항목의 맨 처음에서 시작해 "point(227, 348)"가 들어 있는 줄에서 끝나는 부분(양 끝 줄 포함)을 "번호"와 "내용" 두 열로 된 마크다운 표로 바꿔 주세요. 빈 줄은 빼고 각 줄을 한 행으로 넣습니다.

> [제공된 항목]
# # #
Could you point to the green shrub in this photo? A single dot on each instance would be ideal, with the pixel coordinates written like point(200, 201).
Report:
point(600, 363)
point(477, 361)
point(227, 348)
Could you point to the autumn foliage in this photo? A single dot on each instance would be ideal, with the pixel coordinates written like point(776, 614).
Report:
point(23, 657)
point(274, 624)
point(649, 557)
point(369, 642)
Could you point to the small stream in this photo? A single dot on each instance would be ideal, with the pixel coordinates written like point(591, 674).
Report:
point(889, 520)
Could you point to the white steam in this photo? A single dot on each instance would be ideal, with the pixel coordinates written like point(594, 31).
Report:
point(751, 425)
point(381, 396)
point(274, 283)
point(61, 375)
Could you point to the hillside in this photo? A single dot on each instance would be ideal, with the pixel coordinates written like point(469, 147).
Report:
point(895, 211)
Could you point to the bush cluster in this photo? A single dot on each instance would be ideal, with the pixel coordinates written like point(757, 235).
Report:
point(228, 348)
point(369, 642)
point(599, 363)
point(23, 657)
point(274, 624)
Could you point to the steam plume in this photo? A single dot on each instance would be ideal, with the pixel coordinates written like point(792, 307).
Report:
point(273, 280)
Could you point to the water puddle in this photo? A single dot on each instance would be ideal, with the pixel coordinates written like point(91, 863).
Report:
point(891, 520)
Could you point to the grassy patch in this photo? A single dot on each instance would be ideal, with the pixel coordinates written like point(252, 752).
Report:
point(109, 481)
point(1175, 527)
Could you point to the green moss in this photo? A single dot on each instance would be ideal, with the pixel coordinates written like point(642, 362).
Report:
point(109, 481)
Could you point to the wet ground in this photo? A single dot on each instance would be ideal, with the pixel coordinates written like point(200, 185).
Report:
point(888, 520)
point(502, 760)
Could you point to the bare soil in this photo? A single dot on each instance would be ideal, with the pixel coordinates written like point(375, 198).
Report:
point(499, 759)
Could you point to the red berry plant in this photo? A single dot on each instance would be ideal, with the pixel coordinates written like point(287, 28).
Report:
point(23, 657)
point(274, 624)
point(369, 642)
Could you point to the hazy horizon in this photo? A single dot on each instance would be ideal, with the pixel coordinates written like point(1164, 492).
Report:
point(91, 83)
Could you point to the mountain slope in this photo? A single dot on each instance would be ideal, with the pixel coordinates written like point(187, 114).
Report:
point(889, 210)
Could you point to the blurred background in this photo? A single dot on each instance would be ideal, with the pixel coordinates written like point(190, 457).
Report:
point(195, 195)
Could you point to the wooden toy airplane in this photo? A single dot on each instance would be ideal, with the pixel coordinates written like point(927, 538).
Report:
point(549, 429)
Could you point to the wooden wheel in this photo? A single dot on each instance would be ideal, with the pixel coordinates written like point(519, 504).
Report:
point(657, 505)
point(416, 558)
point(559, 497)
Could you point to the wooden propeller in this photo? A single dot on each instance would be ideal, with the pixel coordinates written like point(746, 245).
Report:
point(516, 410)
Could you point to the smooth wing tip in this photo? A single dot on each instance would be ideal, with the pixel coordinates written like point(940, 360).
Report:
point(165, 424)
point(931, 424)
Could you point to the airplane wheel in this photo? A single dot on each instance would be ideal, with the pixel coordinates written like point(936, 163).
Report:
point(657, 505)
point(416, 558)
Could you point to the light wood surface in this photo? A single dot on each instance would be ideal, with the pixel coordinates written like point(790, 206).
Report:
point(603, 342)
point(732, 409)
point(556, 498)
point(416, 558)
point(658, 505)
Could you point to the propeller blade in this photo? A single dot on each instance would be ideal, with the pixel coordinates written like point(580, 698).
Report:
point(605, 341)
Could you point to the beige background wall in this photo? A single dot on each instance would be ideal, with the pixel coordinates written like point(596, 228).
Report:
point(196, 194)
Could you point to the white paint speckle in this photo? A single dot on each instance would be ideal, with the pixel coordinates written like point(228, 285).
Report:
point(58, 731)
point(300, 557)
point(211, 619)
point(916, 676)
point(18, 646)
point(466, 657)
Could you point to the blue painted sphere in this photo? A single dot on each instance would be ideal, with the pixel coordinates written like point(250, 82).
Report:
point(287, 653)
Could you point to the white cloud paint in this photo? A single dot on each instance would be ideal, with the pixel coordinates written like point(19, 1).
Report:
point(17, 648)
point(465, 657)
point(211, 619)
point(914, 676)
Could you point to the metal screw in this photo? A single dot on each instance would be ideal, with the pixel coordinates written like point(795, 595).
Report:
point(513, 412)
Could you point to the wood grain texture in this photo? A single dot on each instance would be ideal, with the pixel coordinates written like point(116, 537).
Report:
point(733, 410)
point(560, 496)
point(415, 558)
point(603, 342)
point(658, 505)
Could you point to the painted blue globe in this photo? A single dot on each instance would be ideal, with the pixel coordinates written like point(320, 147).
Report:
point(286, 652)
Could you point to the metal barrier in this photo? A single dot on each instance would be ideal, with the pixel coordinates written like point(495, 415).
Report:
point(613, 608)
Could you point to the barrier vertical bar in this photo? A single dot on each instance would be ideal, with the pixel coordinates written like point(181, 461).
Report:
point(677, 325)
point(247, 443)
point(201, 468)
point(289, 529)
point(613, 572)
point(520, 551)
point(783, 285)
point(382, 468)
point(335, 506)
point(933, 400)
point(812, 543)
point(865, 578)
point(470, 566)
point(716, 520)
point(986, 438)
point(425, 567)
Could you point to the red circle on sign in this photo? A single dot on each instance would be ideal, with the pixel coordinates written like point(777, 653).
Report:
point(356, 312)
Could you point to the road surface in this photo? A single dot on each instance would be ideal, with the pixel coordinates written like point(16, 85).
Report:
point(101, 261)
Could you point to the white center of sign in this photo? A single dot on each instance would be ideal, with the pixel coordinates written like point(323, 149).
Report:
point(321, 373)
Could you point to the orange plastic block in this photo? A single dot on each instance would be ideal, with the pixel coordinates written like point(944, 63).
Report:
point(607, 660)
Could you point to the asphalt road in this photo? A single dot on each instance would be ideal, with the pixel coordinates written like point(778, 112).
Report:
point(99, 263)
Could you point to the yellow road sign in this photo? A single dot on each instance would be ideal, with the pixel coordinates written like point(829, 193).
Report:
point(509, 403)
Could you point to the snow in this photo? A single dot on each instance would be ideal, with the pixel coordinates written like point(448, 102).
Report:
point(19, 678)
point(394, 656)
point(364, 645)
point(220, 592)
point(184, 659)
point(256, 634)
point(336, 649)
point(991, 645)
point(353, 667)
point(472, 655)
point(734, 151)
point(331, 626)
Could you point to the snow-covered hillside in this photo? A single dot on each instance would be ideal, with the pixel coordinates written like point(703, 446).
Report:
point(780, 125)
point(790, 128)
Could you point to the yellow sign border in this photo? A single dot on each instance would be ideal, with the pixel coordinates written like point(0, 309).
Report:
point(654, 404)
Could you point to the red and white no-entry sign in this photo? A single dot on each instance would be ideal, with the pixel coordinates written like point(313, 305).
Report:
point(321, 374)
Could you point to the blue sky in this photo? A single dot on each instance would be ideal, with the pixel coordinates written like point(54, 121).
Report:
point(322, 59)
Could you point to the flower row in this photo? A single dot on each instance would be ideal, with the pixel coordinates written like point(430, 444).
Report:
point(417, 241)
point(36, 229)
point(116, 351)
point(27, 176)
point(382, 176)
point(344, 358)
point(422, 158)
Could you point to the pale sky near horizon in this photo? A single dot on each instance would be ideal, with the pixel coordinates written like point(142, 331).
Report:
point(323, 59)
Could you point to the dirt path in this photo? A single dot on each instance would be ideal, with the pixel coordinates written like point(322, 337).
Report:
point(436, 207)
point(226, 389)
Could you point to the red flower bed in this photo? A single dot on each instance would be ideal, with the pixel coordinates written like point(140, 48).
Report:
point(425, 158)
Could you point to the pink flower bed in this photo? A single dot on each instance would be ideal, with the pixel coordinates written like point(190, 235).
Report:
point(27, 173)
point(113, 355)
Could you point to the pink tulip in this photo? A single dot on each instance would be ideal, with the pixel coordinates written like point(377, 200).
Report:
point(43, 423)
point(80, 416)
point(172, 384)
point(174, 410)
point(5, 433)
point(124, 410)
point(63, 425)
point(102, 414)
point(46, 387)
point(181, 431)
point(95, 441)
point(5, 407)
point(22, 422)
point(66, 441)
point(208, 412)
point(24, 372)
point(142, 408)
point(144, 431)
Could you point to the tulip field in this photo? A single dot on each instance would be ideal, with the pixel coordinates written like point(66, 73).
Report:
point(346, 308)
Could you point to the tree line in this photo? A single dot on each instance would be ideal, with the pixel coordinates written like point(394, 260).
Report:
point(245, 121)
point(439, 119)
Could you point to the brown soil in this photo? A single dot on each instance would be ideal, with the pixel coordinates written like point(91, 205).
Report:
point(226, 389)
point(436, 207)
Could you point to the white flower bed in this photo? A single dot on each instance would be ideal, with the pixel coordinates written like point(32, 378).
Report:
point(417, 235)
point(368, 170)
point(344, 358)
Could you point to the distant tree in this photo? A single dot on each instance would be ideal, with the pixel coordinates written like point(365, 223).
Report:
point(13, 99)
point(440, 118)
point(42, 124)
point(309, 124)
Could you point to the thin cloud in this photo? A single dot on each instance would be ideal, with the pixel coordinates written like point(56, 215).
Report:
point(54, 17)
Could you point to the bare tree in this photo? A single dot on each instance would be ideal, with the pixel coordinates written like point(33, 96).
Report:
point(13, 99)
# # #
> [전체 풀이]
| 번호 | 내용 |
|---|---|
| 1 | Could you point to the green shrub in this photo? A single dot on each instance would be ideal, with the pixel coordinates written like point(200, 201). |
| 2 | Report: |
| 3 | point(600, 363) |
| 4 | point(477, 361) |
| 5 | point(227, 348) |